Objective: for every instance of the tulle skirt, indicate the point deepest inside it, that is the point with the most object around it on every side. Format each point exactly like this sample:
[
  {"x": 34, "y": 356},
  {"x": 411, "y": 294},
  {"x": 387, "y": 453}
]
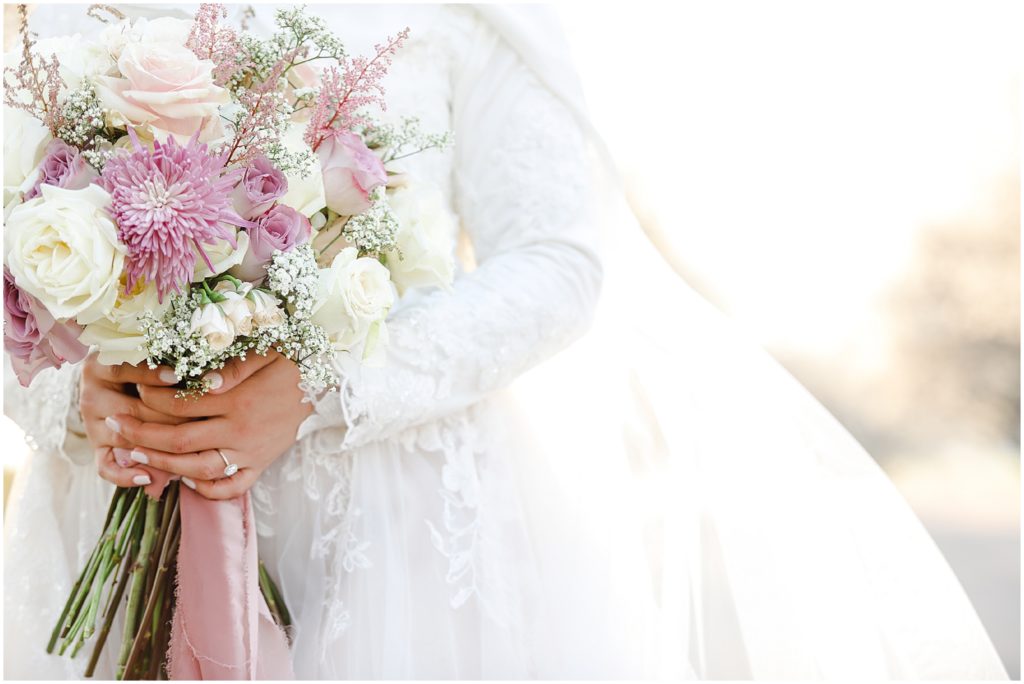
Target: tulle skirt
[{"x": 660, "y": 500}]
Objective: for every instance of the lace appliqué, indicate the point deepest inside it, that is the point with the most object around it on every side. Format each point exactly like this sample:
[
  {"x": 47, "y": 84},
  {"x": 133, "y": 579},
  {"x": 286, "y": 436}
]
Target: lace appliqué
[{"x": 44, "y": 411}]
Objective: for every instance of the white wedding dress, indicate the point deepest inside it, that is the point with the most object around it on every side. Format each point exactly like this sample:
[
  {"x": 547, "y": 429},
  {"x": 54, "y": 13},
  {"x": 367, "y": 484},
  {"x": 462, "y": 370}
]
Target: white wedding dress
[{"x": 656, "y": 499}]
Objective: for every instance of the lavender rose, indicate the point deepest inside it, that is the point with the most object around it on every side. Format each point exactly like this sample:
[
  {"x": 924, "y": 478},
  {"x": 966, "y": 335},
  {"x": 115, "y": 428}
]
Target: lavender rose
[
  {"x": 62, "y": 166},
  {"x": 351, "y": 172},
  {"x": 34, "y": 340},
  {"x": 281, "y": 228},
  {"x": 261, "y": 185}
]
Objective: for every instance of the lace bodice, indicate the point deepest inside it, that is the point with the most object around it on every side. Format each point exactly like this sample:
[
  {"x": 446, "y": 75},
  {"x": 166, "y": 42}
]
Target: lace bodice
[{"x": 518, "y": 182}]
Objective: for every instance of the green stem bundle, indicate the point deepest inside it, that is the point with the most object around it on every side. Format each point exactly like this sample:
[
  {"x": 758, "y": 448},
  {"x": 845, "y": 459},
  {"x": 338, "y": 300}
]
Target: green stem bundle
[{"x": 131, "y": 571}]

• _Task description_
Copy out the whole listing above word for word, leaving out the pictures.

• _Solution for this task_
Objective: for every instance of the tulle skirt, indicate the point deepest inside it, that is the point with the most object around it on every side. Format each point exactly like this sample:
[
  {"x": 34, "y": 356},
  {"x": 411, "y": 294},
  {"x": 387, "y": 453}
]
Target: tulle skirt
[{"x": 660, "y": 500}]
Objective: for every instance of the lace appliqué, indicate the point deepest inside it, that is the point with the most object around it on every side. Format each point exactly like this sample:
[
  {"x": 47, "y": 84},
  {"x": 133, "y": 579},
  {"x": 286, "y": 436}
]
Target: lace appliqué
[{"x": 44, "y": 411}]
Objective: for every instance of the white wedding dress, indicate the point deepest inside it, that is the point with the most object around it on every side. Format each point exactly like this sample:
[
  {"x": 547, "y": 429},
  {"x": 54, "y": 13},
  {"x": 367, "y": 484},
  {"x": 462, "y": 370}
]
Target: white wedding dress
[{"x": 656, "y": 499}]
Objective: for every instance of the lavender rose, indicate the point deepest inside it, that is the point with the most object around it on every side. Format each point exactly like this sample:
[
  {"x": 924, "y": 478},
  {"x": 966, "y": 335},
  {"x": 115, "y": 428}
]
Target: lavender rose
[
  {"x": 62, "y": 166},
  {"x": 351, "y": 172},
  {"x": 34, "y": 340},
  {"x": 281, "y": 228},
  {"x": 261, "y": 185}
]
Objective: for every instance of the lace bodice, indicate the point deepest inside it, that is the point with the most object around it on every side. Format each point exactly like this sample:
[
  {"x": 446, "y": 75},
  {"x": 166, "y": 42}
]
Target: lace bodice
[{"x": 518, "y": 182}]
Objective: for every instance of the green stem bundle, indicate the point deepest inside it, that is the point with the most object around it on every side. Format each point exactly like this sample:
[
  {"x": 758, "y": 448},
  {"x": 845, "y": 459},
  {"x": 338, "y": 300}
]
Target: green stem bundle
[{"x": 131, "y": 571}]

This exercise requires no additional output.